Have you ever taken a taxi in the Arab world? Specifying a postcode won’t help you much. Instead you have to provide a more detailed description of the location where you want to head to, for example, the supermarket next to the post office or the fourth house around X roundabout. Imagine being a logistic company operating in this part of the world trying to deliver packages. Operationalizing can get quite tricky without postcodes and relying on location descriptions instead.
(The data science described in this post and the post itself is joint work by Pivotal Data Scientists Dat Tran and Megha Agarwal.)
A Pivotal client was having a similar problem. The company is one of the largest logistics providers in the Middle East. They resorted to making a phone call to each customer to confirm their address before delivering the shipment. The entire process was quite painful and expensive. In this article, we discuss how the Pivotal Data Science EMEA team helped this client avoid making these calls by inferring the delivery location using data, helping them save millions of dollars in the process.
Data Science Workflow
The goal of the project was to reduce and finally avoid the phone calls the client made to confirm customers’ delivery addresses. The descriptions of the delivery locations were stored as free text field. Unfortunately, the client was using this as an update table, i.e. the previous delivery address is overwritten every time a customer updates its address. This meant that we couldn’t use these location descriptions for our project. We helped the client restructure their logic to store all the location descriptions instead so that this information can be used in the future.
Fortunately, the client’s delivery people record the GPS data (latitude and longitude) every time they deliver a shipment. The GPS coordinates recorded for the same location could vary by a few kilometers. Based on the historical delivery locations, we built personalized models for each customer to predict the delivery location of the shipment in consideration. For each customer, we started by clustering all the GPS coordinates within few kilometers to create unique location clusters. We used DBSCAN for clustering as shown in Figure 1. DBSCAN is a density based clustering algorithm. Once given a set of points in some space, it groups together points that are closely packaged together.
Once we had clustered the delivery locations, most customers either had one or multiple location clusters based on past deliveries. In cases where the customer had one location cluster, we would use the center of the clustered location for the delivery. We associated a level of trust to the location cluster based on a threshold formulated from the number of shipments delivered to a location.
Some customers also received deliveries in distant locations. In these cases, DBSCAN would create multiple location clusters. Then we needed to predict the most likely location cluster for delivery. We looked at various shipment characteristics to help us identify the location cluster. Our intuition behind this was that if a customer always gets their groceries delivered to the home address and the bank statements to the work address, the next time a delivery is made from TESCO’s, it is most likely to be delivered to the home address. We tried several classification models. In the end, multinomial logistic regression was used for multiple location clusters and binary logistic regression was used for exactly two location clusters. The client also wanted to understand the driving features behind the predicted locations instead of having a black-box model like neural networks.

__Raw data__.
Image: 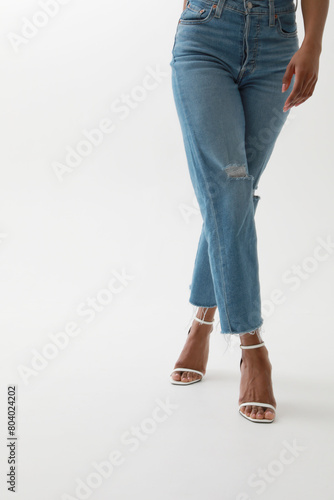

__Brief__.
Say whether each statement agrees with the article on inferring delivery locations, answering yes or no and quoting the deciding words: (a) The client phoned each customer to confirm the address before delivering. (b) DBSCAN was the model used to pick among several location clusters. (c) The client's free text field kept every past location description for a customer. Nothing in the lines is needed here.

__Result for this task__.
(a) Yes: "They resorted to making a phone call to each customer to confirm their address before delivering the shipment."
(b) No: "In the end, multinomial logistic regression was used for multiple location clusters and binary logistic regression was used for exactly two location clusters."
(c) No: "the previous delivery address is overwritten every time a customer updates its address."